» **DATA EXCERPTS**:
>>>>

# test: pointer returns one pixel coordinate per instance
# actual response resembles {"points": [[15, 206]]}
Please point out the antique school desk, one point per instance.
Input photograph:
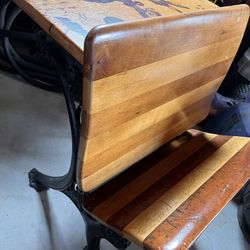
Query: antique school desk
{"points": [[138, 172]]}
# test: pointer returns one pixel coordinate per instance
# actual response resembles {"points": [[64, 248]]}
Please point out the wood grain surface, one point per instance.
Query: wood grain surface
{"points": [[167, 199], [68, 22], [148, 81]]}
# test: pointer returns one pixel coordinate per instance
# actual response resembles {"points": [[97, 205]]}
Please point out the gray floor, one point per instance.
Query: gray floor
{"points": [[34, 132]]}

<<<<

» **EXERCISE PROMPT**: Reproduce every line of the records above, requests included, with each point coordinate in the answers shifted up by 82. Keep the numbers in the requests and in the sample responses unchanged, and leave the pictures out.

» **THE SOLUTION**:
# test: pointer returns one pixel coordinate per instance
# actual response resembles {"points": [[15, 206]]}
Please point out the antique school desk, one point per instance.
Input photograph:
Query: antique school desk
{"points": [[220, 254]]}
# test: pointer returns one pixel coordinate per instance
# actual response resembles {"points": [[64, 248]]}
Please point out the wood grain surface, one point per instance.
Query: wood grain surface
{"points": [[249, 281], [150, 104], [230, 163]]}
# test: pointer returns one pixel coordinate per instance
# actual response resembles {"points": [[97, 205]]}
Please point out the gray floor, one point per instance.
Query: gray floor
{"points": [[116, 214]]}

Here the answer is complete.